━━ Listed entries

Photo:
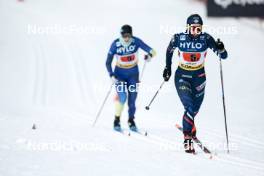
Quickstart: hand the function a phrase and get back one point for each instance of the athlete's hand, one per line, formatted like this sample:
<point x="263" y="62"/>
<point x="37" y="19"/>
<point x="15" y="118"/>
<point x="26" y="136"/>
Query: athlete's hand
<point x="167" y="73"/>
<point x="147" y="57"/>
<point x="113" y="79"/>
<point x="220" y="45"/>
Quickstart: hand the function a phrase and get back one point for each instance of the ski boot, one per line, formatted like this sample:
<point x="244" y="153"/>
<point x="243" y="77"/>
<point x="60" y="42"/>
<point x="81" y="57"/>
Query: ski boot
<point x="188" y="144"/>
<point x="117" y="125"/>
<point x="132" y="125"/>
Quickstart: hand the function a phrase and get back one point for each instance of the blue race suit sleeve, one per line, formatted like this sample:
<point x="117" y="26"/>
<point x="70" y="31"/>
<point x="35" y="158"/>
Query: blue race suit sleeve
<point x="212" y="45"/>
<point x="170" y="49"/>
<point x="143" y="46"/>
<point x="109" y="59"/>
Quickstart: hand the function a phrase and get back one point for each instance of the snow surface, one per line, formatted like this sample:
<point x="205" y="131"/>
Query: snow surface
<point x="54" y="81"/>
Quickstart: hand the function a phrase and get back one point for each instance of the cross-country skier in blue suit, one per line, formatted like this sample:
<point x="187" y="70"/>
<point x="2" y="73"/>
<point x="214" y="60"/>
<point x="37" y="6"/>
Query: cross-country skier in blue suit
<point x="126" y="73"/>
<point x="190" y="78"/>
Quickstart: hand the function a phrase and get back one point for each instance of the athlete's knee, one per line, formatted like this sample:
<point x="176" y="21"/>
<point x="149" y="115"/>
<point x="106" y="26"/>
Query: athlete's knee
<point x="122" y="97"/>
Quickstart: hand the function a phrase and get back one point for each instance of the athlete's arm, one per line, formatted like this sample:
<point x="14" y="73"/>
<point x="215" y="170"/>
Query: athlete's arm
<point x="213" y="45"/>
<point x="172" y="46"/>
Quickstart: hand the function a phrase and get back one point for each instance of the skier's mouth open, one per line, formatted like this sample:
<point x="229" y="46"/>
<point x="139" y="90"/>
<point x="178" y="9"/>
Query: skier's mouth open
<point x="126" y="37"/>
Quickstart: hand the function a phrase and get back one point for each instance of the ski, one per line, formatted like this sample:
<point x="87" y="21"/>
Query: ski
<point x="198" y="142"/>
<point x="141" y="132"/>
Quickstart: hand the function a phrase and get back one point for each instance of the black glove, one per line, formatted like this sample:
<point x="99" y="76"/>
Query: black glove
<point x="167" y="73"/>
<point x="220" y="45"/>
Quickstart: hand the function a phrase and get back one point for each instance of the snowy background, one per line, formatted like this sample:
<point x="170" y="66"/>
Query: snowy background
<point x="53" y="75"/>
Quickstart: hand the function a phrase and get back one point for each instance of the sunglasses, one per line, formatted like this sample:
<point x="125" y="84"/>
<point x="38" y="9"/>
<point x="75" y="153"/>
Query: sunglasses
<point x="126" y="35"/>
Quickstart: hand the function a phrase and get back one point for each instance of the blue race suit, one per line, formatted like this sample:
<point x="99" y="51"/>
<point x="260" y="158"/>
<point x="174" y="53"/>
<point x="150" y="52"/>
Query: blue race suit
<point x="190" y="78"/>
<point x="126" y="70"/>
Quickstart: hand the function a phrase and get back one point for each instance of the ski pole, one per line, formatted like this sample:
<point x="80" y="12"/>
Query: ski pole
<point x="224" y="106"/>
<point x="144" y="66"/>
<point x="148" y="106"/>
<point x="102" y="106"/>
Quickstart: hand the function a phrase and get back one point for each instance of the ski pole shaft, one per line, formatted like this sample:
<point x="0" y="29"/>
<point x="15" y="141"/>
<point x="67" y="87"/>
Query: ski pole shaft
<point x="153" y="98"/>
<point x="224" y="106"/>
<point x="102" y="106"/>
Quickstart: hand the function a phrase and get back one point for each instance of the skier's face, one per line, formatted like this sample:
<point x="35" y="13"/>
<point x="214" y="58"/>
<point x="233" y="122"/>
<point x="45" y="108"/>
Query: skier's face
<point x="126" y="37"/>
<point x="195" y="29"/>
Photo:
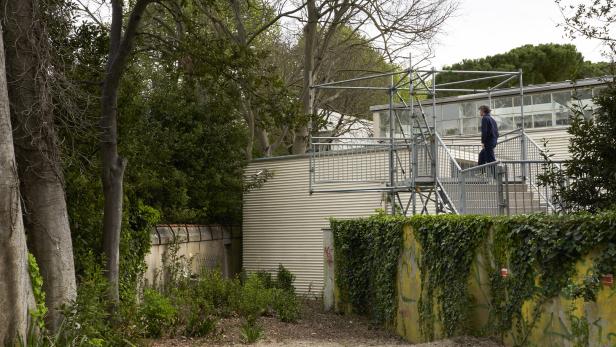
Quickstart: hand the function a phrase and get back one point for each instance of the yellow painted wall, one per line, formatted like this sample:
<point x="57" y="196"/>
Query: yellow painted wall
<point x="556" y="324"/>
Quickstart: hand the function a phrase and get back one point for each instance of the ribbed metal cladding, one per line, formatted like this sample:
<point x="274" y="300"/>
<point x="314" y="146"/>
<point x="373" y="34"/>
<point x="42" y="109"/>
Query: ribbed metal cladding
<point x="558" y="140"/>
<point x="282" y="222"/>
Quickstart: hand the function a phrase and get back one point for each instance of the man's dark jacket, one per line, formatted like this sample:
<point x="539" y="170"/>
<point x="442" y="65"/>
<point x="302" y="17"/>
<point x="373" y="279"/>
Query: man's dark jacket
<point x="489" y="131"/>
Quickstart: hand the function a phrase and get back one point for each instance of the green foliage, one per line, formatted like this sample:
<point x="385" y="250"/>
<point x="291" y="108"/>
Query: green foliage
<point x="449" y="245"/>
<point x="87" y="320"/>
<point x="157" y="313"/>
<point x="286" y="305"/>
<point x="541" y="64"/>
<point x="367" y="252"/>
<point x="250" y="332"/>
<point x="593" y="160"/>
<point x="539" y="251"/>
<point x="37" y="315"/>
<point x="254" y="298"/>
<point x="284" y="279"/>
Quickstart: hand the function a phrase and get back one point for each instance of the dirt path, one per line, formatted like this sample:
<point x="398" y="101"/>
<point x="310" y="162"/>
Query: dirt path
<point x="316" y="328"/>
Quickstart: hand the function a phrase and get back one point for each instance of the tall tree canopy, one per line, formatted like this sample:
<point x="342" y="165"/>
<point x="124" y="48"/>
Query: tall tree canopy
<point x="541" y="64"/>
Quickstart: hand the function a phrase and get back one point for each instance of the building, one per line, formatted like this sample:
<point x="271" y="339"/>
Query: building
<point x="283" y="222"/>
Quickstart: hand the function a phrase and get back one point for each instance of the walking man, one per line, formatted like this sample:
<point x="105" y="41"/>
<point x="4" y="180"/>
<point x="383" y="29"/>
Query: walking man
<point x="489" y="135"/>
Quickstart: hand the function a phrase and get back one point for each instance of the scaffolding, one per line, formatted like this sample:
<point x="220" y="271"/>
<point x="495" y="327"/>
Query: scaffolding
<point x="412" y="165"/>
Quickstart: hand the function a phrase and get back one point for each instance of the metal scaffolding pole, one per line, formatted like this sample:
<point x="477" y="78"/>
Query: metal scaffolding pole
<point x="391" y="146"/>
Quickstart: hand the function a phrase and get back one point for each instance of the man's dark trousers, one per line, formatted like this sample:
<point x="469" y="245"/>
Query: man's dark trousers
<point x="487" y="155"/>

━━━━
━━ Listed entries

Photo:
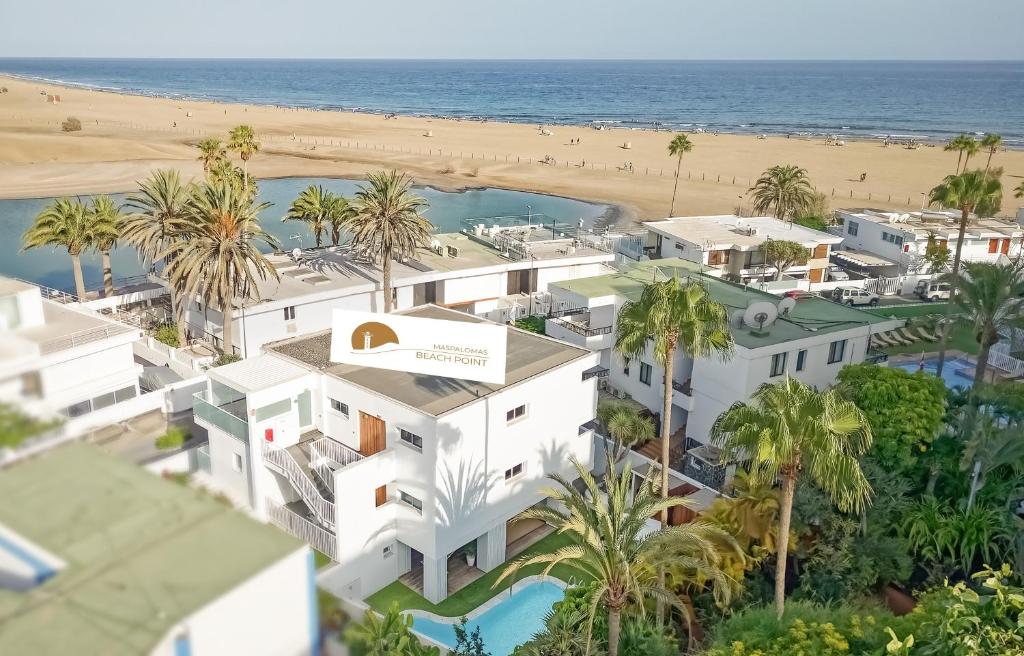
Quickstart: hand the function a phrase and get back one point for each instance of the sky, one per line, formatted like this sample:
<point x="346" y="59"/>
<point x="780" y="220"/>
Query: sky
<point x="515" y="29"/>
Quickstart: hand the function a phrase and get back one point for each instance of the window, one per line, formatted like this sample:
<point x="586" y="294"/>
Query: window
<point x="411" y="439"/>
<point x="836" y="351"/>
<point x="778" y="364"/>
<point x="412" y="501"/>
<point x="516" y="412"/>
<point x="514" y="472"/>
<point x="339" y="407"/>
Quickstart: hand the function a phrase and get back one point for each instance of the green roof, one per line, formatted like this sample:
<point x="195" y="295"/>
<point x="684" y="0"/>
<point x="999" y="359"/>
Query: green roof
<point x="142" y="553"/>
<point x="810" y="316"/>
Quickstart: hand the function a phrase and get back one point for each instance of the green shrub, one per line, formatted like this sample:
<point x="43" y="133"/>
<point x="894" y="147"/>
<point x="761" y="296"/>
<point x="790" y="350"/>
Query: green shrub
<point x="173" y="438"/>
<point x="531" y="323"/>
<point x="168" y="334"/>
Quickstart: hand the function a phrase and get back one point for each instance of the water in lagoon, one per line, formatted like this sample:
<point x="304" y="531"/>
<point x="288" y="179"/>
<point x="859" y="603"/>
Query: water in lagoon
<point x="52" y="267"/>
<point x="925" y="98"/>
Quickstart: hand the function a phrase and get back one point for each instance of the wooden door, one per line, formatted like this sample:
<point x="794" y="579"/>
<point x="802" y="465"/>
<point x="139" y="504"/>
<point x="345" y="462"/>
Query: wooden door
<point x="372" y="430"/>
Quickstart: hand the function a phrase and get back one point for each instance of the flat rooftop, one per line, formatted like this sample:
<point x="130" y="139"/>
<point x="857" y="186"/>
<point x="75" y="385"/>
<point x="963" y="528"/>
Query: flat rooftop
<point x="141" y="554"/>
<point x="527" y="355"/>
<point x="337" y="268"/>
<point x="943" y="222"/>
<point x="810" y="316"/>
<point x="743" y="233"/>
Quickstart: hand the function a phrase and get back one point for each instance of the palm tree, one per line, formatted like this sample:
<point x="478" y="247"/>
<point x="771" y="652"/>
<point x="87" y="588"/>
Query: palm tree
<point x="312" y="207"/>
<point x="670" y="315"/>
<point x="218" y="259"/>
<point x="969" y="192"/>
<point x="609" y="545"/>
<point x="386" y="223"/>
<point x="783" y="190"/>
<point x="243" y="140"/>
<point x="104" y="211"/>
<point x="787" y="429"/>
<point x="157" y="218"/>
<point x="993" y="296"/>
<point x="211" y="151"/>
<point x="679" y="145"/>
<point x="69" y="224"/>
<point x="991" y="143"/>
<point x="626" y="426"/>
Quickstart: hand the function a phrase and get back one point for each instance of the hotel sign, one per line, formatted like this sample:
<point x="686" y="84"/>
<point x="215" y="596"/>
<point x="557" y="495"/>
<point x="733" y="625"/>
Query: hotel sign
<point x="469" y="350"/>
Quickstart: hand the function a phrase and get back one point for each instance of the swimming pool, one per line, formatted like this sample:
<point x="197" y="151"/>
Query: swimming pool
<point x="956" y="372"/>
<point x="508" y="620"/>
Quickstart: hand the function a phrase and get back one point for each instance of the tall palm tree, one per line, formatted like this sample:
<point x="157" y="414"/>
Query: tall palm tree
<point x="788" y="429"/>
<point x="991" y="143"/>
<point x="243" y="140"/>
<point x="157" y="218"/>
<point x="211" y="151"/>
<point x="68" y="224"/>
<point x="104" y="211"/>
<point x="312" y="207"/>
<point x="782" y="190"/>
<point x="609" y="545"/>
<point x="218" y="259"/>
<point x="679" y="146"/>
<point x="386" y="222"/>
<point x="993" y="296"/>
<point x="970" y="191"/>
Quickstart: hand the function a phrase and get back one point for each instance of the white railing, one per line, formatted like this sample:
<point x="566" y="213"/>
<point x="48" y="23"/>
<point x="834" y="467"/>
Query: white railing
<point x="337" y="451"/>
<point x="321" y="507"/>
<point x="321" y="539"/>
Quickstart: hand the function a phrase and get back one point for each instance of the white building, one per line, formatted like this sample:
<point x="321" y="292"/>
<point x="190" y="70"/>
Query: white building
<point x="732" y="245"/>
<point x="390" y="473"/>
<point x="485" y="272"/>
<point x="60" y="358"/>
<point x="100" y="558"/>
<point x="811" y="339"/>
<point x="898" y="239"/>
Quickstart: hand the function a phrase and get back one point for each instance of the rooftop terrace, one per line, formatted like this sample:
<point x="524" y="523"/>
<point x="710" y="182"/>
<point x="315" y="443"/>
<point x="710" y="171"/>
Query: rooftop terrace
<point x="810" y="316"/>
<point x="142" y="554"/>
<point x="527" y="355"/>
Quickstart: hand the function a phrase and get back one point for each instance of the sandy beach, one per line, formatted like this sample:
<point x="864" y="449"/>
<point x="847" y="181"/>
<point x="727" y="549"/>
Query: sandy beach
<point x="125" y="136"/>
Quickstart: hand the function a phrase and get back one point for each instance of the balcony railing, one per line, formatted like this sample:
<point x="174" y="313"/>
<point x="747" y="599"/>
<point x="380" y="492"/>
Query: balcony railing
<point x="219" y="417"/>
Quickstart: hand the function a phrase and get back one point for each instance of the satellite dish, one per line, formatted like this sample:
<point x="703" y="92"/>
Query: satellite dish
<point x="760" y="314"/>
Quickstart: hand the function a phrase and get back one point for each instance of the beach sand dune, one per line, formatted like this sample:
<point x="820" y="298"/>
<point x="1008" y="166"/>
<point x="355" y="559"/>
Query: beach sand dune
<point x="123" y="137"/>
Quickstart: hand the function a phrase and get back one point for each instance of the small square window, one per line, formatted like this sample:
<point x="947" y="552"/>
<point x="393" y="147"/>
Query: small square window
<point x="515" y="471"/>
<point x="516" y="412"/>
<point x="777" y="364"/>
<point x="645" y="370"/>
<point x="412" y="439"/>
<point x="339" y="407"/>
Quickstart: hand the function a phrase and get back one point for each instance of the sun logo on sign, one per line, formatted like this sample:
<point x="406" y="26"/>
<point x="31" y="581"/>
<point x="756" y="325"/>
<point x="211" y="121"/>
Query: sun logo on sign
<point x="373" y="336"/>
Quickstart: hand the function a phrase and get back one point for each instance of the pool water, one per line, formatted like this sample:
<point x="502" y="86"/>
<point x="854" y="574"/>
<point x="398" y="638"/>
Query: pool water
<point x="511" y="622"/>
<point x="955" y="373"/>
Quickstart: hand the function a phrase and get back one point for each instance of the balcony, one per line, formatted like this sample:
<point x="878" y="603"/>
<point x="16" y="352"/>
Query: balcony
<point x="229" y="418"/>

━━━━
━━ Listed entries

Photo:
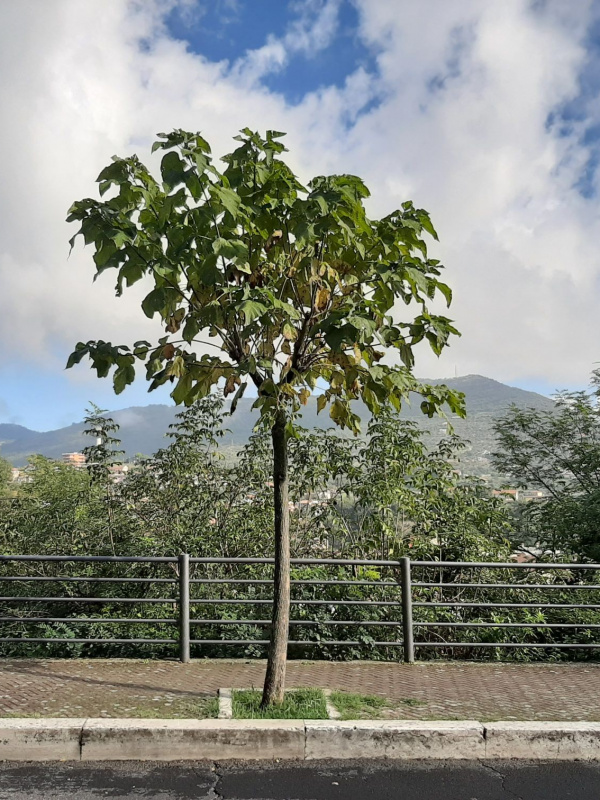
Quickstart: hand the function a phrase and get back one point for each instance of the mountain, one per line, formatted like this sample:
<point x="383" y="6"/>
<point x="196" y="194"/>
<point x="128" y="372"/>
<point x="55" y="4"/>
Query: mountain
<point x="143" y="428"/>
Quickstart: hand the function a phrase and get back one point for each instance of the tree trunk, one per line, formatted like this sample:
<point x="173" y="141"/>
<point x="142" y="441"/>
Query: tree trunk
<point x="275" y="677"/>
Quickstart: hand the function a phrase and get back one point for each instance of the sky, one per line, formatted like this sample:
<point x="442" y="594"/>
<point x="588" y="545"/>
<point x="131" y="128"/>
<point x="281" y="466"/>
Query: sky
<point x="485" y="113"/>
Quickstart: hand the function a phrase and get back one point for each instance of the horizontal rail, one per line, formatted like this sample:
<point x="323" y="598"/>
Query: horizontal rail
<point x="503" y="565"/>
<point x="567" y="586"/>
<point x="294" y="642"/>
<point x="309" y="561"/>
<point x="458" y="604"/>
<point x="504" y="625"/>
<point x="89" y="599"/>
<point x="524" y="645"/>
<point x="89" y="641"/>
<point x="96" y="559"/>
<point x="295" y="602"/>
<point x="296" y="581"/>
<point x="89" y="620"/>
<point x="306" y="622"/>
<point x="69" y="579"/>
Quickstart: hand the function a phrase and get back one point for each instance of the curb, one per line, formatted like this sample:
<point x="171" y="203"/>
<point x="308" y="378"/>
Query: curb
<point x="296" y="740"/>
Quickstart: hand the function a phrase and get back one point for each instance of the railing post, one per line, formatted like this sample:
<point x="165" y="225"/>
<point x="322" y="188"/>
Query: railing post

━━━━

» Directions for this task
Using the records above, find and show each line with the string "post".

» Result for this exercise
Quickstart: hand the function a phrase and get back one point for each instance of the railing post, one per line, formatted like this sample:
Query: railing post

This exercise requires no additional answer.